Natural language region descriptions —
------------------------------------------------------------------------
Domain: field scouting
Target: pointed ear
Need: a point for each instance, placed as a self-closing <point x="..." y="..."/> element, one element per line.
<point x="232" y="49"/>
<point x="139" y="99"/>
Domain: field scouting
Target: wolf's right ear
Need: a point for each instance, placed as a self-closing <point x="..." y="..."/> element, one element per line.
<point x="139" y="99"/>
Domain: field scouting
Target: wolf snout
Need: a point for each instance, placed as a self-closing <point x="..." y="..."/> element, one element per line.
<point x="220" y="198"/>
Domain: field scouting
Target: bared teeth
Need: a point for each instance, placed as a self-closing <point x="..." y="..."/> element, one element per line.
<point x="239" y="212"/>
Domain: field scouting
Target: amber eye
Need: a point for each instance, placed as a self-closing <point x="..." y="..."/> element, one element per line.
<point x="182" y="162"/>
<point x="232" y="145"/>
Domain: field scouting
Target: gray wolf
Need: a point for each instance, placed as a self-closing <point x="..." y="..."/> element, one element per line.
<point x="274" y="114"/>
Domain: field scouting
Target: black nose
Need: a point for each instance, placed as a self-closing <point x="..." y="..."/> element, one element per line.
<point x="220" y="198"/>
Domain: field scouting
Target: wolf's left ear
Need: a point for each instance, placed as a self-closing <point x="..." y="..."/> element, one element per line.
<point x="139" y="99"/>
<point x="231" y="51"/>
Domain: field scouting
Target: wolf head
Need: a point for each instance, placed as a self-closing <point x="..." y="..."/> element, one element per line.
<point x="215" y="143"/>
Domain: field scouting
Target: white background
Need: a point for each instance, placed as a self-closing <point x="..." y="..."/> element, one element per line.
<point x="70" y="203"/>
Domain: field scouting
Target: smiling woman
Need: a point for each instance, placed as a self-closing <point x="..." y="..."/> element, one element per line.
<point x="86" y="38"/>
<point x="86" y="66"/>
------------------------------------------------------------------------
What the exercise asks —
Look through the data above. Copy every line with the string "wolf" in it.

Solution to this task —
Target: wolf's right ear
Target: wolf snout
Target: gray wolf
Target: wolf's left ear
Target: wolf head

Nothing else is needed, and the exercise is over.